-------- TEXTE SOURCE --------

Le professeur Morlant, peu avant sa mort, déclare vouloir être enterré avec la "Lumière éternelle", un joyau égyptien qui devrait lui permettre d'accéder à l'immortalité. Mais il est inhumé sans le bijou, volé par son domestique. Morlant revient alors d'entre les morts pour se venger...
Traditionnellement, l'âge d'or du cinéma fantastique parlant américain est situé entre les sorties de deux réalisations de Tod Browning : DRACULA (en février 1931) et LES POUPEES DU DIABLE (juillet 1936). S'y sont succédés de nombreux chefs-d'œuvre, produits par les plus grandes compagnies, parmi lesquelles Universal se taille la part du lion. Grâce à ces titres, des européens ont pu faire leurs premiers pas à Hollywood, comme les réalisateurs Michael Curtiz (DOCTEUR X...), Karl Freund (LA MOMIE...) ou des acteurs comme les hongrois Bela Lugosi (DRACULA...) et Peter Lorre (LES MAINS D'ORLAC version 1935...), ou les anglais Charles Laughton (UNE SOIREE ÉTRANGE...) et Claude Rains (L'HOMME INVISIBLE...).

--------

◆ **OBJECTIF**: Selon le texte source, entre les sorties de quelles réalisations de Tod Browning situe-t-on traditionnellement l'âge d'or du cinéma fantastique parlant américain ? Les lignes constituent un matériau indépendant du texte source.

-------- LISTE DES DONNÉES --------

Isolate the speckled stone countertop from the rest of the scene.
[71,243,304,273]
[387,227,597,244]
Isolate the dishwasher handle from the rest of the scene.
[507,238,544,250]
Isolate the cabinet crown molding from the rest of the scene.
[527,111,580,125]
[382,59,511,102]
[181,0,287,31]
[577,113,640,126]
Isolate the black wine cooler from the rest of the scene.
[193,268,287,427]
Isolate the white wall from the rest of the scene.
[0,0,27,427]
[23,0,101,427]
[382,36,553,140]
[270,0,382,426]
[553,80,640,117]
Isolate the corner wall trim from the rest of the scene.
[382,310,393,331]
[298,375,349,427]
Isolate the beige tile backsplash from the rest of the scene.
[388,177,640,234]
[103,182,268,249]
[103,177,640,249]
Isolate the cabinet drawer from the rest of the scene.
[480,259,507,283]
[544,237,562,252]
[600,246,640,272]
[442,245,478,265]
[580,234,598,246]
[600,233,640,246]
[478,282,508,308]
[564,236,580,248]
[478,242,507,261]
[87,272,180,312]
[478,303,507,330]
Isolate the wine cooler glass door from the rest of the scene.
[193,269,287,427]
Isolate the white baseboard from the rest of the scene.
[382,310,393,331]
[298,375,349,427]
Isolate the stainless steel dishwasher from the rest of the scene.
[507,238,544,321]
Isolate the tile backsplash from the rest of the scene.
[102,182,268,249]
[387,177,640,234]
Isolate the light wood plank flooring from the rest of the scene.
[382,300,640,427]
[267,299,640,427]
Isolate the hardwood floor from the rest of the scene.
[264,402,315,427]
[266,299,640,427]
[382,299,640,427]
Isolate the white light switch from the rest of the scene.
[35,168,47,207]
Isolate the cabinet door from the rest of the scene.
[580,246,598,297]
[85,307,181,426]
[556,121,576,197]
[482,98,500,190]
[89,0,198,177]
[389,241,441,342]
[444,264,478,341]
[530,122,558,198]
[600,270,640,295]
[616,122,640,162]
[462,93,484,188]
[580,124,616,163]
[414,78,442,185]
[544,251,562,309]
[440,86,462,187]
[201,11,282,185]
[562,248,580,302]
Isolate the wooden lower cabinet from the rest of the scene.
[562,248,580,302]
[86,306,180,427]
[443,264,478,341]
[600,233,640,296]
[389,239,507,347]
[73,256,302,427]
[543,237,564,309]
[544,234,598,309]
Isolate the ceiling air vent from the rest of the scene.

--------

◆ **RÉSULTAT ATTENDU**: Entre DRACULA (février 1931) et LES POUPEES DU DIABLE (juillet 1936).